PROVIDED MATERIAL

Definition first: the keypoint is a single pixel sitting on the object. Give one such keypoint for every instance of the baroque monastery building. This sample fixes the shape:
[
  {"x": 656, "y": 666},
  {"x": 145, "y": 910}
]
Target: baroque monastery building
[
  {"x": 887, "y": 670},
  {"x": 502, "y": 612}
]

==

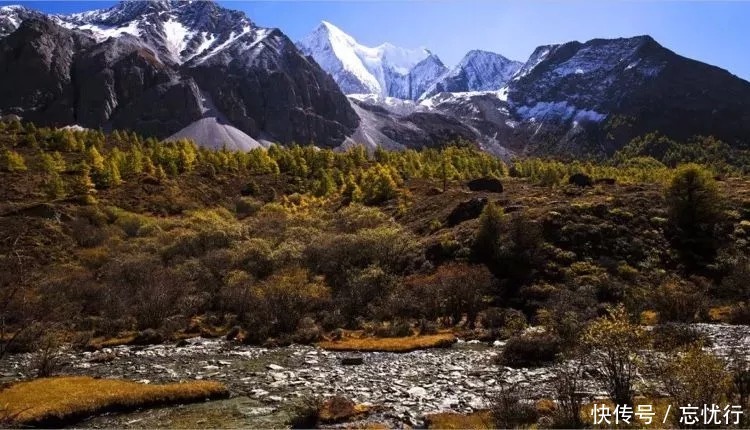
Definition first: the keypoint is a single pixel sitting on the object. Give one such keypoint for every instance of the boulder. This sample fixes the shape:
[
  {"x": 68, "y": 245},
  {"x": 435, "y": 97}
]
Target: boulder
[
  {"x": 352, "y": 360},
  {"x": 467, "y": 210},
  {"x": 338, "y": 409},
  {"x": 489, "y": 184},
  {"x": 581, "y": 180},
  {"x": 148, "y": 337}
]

==

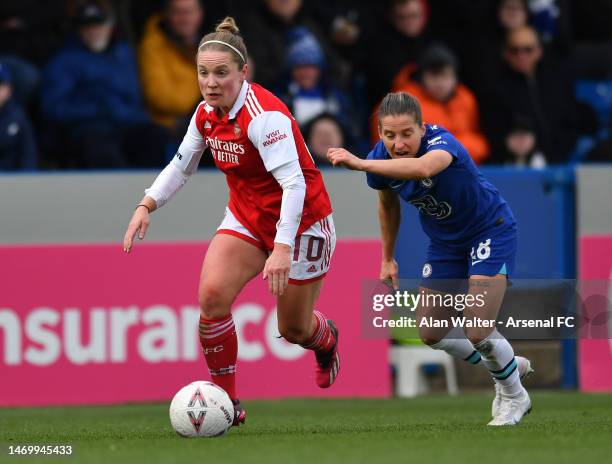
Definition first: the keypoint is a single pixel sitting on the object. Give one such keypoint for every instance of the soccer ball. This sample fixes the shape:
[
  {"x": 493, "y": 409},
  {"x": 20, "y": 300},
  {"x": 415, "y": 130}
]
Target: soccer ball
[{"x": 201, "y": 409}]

EXERCISE INSTRUCTIONS
When a line of the data holds the string "fixes", pick it out and copy it.

EXERCISE RESPONSE
Definition first: the keypoint is a single pixel sitting on the object. Give one such keypoint for every instance of the baroque monastery building. This sample fixes the shape:
Definition first: the keypoint is a single pixel sitting on the object. Give one such keypoint for every instance of the boulder. This sample fixes the shape:
Definition first: the keypoint is a single pixel sitting on the object. Give one such keypoint for every instance of the soccer ball. This sample fixes the shape:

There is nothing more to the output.